• Your task:
Repeat the entries word for word. Leave nothing out.

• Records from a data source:
§ §
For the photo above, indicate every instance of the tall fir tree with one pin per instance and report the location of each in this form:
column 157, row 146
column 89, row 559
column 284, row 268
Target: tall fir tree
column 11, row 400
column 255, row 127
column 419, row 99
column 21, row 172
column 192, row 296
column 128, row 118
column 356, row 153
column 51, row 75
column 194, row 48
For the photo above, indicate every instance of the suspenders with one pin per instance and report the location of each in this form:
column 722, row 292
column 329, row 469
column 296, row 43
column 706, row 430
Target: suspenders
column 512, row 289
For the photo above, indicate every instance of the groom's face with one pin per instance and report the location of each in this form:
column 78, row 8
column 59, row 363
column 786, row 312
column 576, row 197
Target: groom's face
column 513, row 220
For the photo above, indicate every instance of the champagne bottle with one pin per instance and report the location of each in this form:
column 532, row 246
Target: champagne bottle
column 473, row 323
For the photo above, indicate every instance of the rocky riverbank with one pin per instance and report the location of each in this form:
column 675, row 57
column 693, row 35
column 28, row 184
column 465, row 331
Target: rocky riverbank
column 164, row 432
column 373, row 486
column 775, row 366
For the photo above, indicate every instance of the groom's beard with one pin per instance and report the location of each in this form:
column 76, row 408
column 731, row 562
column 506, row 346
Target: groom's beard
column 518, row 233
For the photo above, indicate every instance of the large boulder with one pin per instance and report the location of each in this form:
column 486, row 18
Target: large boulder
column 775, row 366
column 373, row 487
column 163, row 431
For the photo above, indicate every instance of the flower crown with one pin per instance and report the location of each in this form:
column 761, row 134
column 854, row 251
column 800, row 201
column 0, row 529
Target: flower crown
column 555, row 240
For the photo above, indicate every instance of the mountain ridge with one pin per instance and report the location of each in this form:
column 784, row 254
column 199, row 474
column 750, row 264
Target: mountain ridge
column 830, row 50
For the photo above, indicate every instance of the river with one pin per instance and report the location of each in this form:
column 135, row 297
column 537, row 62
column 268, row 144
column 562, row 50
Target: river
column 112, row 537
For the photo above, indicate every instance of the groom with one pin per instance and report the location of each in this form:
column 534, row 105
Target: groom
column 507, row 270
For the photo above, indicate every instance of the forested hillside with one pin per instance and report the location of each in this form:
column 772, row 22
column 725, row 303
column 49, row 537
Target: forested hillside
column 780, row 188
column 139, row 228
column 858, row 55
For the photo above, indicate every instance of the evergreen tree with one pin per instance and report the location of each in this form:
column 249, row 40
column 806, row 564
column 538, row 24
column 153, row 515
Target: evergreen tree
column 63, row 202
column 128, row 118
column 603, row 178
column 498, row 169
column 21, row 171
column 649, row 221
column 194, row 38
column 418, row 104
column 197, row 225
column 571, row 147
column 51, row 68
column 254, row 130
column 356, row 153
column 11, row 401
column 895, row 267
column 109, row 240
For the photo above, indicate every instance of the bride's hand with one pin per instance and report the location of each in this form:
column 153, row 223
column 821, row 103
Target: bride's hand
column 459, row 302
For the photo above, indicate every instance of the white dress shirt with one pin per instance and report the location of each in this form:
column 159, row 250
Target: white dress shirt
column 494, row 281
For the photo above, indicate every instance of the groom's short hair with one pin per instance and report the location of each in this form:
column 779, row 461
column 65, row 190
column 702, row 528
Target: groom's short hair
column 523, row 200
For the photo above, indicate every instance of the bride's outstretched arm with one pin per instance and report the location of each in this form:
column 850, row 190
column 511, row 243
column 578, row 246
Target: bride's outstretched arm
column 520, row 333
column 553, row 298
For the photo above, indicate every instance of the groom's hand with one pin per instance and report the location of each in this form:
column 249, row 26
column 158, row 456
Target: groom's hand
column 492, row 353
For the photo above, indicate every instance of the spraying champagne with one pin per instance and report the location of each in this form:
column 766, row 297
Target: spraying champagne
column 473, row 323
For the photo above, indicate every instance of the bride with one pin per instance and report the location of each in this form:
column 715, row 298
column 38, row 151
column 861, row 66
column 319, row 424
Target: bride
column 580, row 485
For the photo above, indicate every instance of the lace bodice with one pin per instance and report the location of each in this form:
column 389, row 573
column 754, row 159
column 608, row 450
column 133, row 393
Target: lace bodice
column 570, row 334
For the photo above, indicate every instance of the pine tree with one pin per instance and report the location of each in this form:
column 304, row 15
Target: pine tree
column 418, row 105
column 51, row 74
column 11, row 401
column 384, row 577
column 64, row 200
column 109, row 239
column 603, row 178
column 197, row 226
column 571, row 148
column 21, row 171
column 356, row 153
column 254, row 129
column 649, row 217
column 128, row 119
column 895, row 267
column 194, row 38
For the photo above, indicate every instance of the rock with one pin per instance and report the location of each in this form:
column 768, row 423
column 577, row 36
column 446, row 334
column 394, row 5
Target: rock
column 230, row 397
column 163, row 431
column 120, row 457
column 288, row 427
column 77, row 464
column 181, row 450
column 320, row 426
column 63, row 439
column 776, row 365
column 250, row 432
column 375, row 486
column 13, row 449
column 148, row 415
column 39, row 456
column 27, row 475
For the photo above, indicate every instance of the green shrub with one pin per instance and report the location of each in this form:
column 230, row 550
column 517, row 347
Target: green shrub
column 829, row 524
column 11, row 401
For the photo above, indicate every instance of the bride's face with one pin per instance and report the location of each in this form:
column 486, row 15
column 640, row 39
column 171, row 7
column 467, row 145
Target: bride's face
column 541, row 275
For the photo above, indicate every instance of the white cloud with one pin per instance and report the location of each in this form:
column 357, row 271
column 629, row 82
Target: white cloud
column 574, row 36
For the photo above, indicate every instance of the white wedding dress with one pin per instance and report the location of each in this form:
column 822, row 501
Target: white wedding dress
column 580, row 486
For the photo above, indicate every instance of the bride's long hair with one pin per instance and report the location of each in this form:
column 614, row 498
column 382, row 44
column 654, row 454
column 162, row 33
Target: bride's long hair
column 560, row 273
§ §
• Result:
For the photo above, indicate every instance of the tall fir tree with one pin per instance and report the location of each in this form:
column 157, row 146
column 89, row 559
column 284, row 268
Target: tall fir tree
column 11, row 400
column 255, row 127
column 419, row 99
column 21, row 172
column 192, row 296
column 128, row 118
column 356, row 153
column 51, row 75
column 194, row 48
For the photo above, indicate every instance of the suspenders with one pin per instance and report the location of each in this form:
column 722, row 292
column 329, row 469
column 296, row 43
column 706, row 430
Target: suspenders
column 512, row 289
For the photo above, indicate every instance of the groom's face with one pin per instance and report the location of each in this form:
column 78, row 8
column 59, row 363
column 786, row 312
column 576, row 197
Target: groom's face
column 513, row 220
For the photo above, indicate every instance of the champagne bottle with one pin per instance and report the location of each in this form:
column 532, row 246
Target: champagne bottle
column 473, row 323
For the photo above, indicate every instance of the rocky riverbank with one pin per instance and report the location of each in this form:
column 675, row 57
column 693, row 35
column 28, row 184
column 465, row 331
Target: rocky riverbank
column 164, row 432
column 373, row 486
column 775, row 366
For the photo above, indicate every instance of the groom's beard with one pin per instance and report the location of each in this form:
column 76, row 408
column 731, row 562
column 506, row 346
Target: groom's beard
column 518, row 233
For the photo above, indicate every instance of the large boulder with one pin per instance and report the location of each in this form:
column 486, row 18
Target: large boulder
column 775, row 366
column 373, row 487
column 163, row 431
For the photo above, indicate every instance of the flower crown with one pin per instance and report the location of each in this form:
column 761, row 134
column 854, row 251
column 800, row 201
column 0, row 529
Target: flower crown
column 555, row 240
For the photo above, indicate every instance of the mountain ridge with one pin per instance and report the location of each in this form:
column 784, row 254
column 199, row 474
column 750, row 264
Target: mountain ridge
column 830, row 50
For the photo above, indicate every instance of the river with one pin per instance and report the location of each in this form:
column 135, row 297
column 537, row 62
column 268, row 144
column 562, row 50
Target: river
column 112, row 537
For the photo above, indicate every instance of the groom with one pin per instance and report the location of each in this form:
column 534, row 105
Target: groom
column 507, row 270
For the photo above, indicate every instance of the forested hillside with one pin per instance and report the location of each in this form:
column 772, row 22
column 725, row 303
column 49, row 537
Target: forested hillside
column 780, row 188
column 139, row 228
column 858, row 55
For the photo above, indicate every instance of the evergreen tree with one pin per instance and report the location of each in this form:
column 249, row 40
column 806, row 564
column 538, row 24
column 153, row 515
Target: evergreen tree
column 63, row 202
column 128, row 118
column 603, row 178
column 498, row 169
column 21, row 171
column 649, row 221
column 194, row 38
column 418, row 104
column 197, row 225
column 571, row 147
column 51, row 68
column 254, row 130
column 356, row 153
column 11, row 401
column 895, row 267
column 109, row 240
For the photo above, indicate every instance of the bride's hand with one pin per instance and report the location of each in this form:
column 153, row 223
column 821, row 103
Target: bride's hand
column 459, row 302
For the photo above, indicate every instance of the white dress shirt with one pin per instance and report the location of each in this form:
column 159, row 250
Target: white dress shirt
column 494, row 281
For the photo above, indicate every instance of the groom's short hair with one pin per instance and report the location of each in this form:
column 779, row 461
column 65, row 190
column 702, row 528
Target: groom's short hair
column 523, row 200
For the photo above, indicate every instance of the bride's outstretched arm with one pin per instance and report the location of each in this form:
column 850, row 190
column 511, row 243
column 578, row 246
Target: bride's outstretched arm
column 520, row 333
column 553, row 298
For the photo above, indicate every instance of the groom's hand with one pin per instance and report the location of each in this form:
column 249, row 26
column 158, row 456
Target: groom's hand
column 492, row 353
For the photo above, indicate every instance of the spraying champagne with one pin per instance and report the location of each in this form:
column 766, row 297
Target: spraying champagne
column 473, row 323
For the photo above, indicate every instance of the bride with one pin per instance and report the location of each in this form:
column 715, row 298
column 38, row 151
column 861, row 66
column 319, row 424
Target: bride
column 580, row 485
For the photo above, indicate every instance of the lace bodice with one pin per instance and report the location of each in this form:
column 389, row 573
column 754, row 159
column 608, row 450
column 133, row 393
Target: lace bodice
column 570, row 334
For the photo above, indicate every instance of the pine tree with one pin per instance and report the location of each in this form:
column 304, row 15
Target: pine tree
column 418, row 105
column 51, row 74
column 11, row 401
column 384, row 577
column 64, row 200
column 109, row 239
column 603, row 178
column 197, row 226
column 571, row 148
column 21, row 171
column 356, row 153
column 254, row 129
column 649, row 217
column 128, row 119
column 895, row 267
column 194, row 38
For the photo above, indicate every instance of the rock with one pin per instance and report the location of each in this form:
column 768, row 423
column 577, row 36
column 446, row 334
column 394, row 5
Target: rock
column 230, row 397
column 163, row 431
column 120, row 457
column 288, row 427
column 77, row 464
column 181, row 450
column 320, row 426
column 63, row 439
column 776, row 365
column 250, row 432
column 375, row 486
column 13, row 449
column 148, row 415
column 39, row 456
column 27, row 475
For the photo above, indicate every instance of the green shrub with one pin per instance and report the location of each in this form:
column 230, row 550
column 517, row 347
Target: green shrub
column 829, row 524
column 11, row 401
For the photo above, indicate every instance of the bride's face with one pin per instance and report the location of each in this form:
column 486, row 15
column 640, row 39
column 171, row 7
column 467, row 145
Target: bride's face
column 541, row 275
For the photo above, indicate every instance of the white cloud with one pin per instance and report the location of each in this form:
column 357, row 271
column 629, row 82
Target: white cloud
column 574, row 36
For the photo above, indicate every instance of the white wedding dress with one pin per instance and report the location of each in this form:
column 822, row 501
Target: white wedding dress
column 580, row 486
For the photo above, indicate every instance of the bride's long hair with one pin per instance and report the location of each in this form:
column 614, row 498
column 382, row 44
column 654, row 454
column 162, row 33
Target: bride's long hair
column 560, row 273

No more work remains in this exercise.